_Given request_. Please quote only the lines that start at the one with "horizon in the photo above." and go on to the last line of the data, both ends kept.

_Supplied records_.

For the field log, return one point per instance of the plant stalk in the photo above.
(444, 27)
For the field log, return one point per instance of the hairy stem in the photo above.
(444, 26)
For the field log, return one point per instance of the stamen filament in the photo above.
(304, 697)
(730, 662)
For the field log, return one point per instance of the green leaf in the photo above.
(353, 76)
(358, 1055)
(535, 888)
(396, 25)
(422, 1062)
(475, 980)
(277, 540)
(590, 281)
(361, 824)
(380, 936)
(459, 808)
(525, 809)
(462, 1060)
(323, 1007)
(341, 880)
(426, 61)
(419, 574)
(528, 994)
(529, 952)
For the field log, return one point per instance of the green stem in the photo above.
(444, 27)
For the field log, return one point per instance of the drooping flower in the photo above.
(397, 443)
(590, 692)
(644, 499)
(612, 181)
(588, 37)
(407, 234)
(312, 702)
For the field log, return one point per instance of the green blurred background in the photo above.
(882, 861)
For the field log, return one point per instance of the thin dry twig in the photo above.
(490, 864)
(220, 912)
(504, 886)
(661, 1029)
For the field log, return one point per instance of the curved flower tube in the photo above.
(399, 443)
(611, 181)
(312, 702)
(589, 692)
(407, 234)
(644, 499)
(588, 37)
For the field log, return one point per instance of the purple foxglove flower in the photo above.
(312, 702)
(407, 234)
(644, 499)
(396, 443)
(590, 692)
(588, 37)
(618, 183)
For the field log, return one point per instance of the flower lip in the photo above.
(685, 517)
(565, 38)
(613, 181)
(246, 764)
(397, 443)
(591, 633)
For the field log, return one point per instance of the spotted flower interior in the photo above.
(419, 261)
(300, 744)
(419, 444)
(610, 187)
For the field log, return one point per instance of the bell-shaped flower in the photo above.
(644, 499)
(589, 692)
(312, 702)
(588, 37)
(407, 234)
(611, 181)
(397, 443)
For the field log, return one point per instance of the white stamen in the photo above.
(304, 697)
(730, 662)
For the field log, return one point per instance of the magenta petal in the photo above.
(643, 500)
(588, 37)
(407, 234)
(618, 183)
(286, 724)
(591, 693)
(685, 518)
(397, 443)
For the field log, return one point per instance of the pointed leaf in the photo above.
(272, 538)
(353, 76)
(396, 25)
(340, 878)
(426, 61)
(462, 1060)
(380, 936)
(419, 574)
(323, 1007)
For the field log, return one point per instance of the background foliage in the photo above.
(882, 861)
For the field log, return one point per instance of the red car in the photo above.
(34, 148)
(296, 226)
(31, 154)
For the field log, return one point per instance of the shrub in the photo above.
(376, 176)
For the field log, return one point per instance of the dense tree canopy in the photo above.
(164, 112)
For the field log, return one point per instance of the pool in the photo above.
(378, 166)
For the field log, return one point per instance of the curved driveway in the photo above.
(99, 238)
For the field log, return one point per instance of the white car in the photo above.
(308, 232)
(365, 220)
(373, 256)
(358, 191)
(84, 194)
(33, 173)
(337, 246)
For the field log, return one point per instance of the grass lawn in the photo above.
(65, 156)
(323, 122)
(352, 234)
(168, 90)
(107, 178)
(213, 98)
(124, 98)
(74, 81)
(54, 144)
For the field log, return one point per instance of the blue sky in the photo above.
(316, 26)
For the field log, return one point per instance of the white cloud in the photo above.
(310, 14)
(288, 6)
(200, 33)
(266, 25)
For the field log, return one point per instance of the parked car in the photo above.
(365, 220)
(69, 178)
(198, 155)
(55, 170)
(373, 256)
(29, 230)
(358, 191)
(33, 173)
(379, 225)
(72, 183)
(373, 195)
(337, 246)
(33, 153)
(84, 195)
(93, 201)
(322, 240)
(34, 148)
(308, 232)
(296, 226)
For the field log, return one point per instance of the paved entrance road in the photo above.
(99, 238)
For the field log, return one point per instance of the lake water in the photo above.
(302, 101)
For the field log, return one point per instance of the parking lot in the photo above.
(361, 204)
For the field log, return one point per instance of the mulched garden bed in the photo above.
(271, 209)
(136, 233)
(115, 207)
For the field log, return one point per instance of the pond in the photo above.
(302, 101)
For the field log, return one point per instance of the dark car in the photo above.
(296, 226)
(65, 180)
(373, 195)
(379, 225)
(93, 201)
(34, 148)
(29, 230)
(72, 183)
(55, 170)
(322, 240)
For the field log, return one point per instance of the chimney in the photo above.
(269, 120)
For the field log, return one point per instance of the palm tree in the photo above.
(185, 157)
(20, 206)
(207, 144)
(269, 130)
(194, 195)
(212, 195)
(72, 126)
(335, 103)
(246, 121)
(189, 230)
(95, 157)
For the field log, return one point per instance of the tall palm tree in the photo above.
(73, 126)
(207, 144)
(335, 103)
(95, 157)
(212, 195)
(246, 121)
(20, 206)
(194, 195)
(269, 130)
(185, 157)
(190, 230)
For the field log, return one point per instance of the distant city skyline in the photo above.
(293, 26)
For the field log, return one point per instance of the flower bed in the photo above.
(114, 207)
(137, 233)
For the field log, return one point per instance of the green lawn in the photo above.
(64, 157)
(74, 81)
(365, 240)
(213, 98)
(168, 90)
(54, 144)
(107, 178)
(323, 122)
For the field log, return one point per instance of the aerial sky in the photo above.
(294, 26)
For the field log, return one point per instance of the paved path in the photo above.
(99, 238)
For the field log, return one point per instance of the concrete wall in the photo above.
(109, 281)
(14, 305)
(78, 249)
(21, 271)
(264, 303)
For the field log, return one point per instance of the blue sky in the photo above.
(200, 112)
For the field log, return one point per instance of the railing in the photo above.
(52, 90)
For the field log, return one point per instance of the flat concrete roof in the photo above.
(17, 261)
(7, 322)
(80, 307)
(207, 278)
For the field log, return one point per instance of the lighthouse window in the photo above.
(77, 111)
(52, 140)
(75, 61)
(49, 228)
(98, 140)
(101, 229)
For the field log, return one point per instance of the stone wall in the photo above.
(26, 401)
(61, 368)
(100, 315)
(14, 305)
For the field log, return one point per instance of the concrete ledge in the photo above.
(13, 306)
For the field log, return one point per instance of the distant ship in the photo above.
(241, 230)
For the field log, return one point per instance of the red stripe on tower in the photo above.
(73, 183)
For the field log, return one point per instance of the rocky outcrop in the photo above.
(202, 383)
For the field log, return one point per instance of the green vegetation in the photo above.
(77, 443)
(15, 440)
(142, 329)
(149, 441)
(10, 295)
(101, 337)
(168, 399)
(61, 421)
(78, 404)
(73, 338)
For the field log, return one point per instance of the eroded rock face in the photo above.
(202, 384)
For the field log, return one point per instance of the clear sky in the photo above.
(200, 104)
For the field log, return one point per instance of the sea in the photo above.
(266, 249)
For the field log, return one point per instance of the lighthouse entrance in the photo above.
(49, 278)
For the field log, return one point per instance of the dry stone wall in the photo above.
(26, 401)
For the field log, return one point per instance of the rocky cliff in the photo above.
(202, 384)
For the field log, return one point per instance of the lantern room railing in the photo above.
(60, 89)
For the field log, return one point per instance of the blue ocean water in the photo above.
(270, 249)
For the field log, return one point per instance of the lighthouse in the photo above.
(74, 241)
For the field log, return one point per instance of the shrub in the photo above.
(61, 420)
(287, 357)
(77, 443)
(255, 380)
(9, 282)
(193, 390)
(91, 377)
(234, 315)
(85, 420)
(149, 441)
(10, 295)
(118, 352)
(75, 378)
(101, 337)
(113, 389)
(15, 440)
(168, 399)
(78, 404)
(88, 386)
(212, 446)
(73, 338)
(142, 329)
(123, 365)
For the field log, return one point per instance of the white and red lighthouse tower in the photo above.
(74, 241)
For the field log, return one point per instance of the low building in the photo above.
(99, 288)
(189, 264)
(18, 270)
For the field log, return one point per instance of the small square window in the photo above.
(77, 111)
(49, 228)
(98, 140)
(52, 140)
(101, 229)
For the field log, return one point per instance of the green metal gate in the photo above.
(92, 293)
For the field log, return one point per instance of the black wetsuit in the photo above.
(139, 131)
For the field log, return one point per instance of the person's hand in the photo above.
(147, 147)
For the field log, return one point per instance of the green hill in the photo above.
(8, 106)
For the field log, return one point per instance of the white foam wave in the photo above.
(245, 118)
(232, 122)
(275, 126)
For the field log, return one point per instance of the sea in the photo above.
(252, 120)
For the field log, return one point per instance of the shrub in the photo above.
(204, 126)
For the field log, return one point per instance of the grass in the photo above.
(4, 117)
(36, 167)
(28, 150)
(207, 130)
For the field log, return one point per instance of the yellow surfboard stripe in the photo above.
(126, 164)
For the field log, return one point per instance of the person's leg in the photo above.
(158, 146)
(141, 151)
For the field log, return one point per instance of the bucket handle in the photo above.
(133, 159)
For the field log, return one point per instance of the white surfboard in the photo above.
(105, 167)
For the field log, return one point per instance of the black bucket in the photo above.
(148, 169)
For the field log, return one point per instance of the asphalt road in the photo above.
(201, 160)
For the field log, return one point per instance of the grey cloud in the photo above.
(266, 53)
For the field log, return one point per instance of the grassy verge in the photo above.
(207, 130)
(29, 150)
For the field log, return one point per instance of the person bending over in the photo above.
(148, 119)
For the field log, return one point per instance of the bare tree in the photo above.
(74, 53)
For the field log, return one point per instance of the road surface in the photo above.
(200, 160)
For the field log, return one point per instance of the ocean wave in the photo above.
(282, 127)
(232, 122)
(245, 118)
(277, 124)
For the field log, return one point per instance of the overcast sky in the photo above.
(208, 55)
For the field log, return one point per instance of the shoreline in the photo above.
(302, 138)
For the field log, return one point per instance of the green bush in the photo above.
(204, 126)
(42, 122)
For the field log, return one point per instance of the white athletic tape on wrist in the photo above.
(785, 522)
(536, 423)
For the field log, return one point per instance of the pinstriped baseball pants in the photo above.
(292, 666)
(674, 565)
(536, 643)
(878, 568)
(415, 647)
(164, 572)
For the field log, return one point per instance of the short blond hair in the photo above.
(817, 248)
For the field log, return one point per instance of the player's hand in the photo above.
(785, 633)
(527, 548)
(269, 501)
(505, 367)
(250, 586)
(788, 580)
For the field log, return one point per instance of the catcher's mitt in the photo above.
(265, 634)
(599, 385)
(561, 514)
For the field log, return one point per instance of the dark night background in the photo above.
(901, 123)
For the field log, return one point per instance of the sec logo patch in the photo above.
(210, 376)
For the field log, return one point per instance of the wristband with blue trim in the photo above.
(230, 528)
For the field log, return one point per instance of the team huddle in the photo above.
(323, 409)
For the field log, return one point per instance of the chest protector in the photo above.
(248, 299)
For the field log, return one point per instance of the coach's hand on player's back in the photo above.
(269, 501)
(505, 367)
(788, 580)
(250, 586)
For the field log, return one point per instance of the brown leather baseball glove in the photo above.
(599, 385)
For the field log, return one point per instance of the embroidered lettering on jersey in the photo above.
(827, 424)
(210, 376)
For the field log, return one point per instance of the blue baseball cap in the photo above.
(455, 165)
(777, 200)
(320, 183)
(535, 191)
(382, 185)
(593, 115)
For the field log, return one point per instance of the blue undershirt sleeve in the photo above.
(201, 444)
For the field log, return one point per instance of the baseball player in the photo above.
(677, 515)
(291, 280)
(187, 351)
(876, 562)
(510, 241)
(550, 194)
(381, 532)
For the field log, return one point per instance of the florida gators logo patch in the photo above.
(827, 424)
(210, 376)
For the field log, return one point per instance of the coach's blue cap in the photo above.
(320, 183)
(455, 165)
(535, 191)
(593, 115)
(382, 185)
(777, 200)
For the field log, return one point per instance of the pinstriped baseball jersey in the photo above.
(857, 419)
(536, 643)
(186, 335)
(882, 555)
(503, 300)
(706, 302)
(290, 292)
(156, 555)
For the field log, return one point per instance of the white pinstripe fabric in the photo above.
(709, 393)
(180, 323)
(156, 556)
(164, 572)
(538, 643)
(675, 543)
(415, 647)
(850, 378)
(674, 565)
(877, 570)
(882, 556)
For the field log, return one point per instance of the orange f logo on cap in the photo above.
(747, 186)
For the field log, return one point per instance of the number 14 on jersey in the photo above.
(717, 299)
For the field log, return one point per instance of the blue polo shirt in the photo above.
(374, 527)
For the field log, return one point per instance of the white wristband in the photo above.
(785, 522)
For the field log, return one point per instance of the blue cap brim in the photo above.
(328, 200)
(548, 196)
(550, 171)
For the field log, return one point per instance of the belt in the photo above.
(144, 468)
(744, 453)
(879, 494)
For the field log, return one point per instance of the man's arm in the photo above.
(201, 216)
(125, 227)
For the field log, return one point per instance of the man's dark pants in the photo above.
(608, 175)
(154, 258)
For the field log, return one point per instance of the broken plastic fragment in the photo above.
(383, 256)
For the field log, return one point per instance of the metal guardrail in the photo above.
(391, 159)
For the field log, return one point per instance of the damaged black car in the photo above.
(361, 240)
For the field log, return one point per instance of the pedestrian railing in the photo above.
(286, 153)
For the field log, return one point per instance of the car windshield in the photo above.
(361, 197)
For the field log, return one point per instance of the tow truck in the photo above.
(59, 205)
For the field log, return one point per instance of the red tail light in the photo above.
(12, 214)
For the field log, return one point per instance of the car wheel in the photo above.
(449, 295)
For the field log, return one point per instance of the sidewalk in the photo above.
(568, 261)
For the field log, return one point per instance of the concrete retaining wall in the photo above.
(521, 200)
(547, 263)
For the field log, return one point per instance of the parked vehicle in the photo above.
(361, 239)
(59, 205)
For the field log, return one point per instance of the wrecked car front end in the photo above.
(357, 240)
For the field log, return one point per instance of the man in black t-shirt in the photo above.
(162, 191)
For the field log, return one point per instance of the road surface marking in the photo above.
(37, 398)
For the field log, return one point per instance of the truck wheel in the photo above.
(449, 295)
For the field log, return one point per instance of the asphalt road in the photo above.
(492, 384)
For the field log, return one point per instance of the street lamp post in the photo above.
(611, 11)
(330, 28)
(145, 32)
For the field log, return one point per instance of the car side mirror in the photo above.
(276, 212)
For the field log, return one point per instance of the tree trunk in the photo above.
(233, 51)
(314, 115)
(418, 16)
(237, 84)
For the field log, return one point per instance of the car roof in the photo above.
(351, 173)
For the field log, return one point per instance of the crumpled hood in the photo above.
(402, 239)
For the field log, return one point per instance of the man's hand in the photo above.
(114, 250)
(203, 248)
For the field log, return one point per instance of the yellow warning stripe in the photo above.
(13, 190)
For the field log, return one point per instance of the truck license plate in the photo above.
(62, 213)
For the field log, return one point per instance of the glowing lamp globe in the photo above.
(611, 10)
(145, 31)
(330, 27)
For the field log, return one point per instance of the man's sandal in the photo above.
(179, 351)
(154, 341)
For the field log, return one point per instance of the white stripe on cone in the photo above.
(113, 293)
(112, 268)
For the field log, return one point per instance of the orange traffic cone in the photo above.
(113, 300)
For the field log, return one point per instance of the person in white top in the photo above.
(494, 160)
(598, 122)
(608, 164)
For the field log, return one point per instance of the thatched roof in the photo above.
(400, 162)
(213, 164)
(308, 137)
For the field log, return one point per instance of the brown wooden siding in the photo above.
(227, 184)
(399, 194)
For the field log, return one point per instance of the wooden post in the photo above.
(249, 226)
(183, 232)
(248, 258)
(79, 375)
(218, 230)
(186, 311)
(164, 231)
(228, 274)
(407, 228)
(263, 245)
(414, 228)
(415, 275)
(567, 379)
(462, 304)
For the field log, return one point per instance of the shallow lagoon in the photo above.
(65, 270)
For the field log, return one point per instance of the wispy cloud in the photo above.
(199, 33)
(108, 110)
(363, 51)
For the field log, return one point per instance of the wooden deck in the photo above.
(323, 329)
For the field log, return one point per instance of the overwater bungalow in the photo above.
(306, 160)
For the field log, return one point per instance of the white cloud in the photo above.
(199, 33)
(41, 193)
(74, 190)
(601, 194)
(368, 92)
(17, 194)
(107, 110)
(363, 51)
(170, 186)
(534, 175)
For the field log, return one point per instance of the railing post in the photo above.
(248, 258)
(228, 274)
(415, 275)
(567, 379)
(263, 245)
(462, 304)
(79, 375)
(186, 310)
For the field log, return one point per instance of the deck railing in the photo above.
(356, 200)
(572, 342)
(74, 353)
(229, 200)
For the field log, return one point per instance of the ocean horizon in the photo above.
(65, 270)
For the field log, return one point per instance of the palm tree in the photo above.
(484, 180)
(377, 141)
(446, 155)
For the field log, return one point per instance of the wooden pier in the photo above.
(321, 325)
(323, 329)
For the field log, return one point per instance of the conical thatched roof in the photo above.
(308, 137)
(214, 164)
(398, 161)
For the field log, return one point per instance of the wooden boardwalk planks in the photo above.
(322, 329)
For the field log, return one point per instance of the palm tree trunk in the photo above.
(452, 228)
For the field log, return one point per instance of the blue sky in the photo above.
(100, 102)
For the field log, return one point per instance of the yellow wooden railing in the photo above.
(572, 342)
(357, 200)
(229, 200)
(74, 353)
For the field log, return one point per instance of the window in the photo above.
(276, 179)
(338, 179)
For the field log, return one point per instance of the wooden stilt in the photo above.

_The answer_.
For the field log, return one point per instance of the ocean horizon in the photo above.
(65, 270)
For the field log, return one point per instance of the palm tree in the photo above.
(484, 180)
(377, 141)
(446, 155)
For the field log, return one point per instance of the wooden pier in the photo above.
(321, 325)
(323, 329)
For the field log, return one point per instance of the conical thatched roof in the photo above.
(308, 137)
(214, 164)
(398, 161)
For the field log, return one point per instance of the wooden boardwalk planks in the photo above.
(322, 329)
For the field log, return one point per instance of the palm tree trunk in the photo above.
(452, 228)
For the field log, return one point per instance of the blue sky in the photo above.
(100, 102)
For the field log, return one point per instance of the yellow wooden railing in the photo above.
(572, 342)
(357, 200)
(229, 200)
(74, 353)
For the field log, return one point per instance of the window in the photo above.
(276, 179)
(338, 179)
For the field log, return one point per instance of the wooden stilt in the photo above.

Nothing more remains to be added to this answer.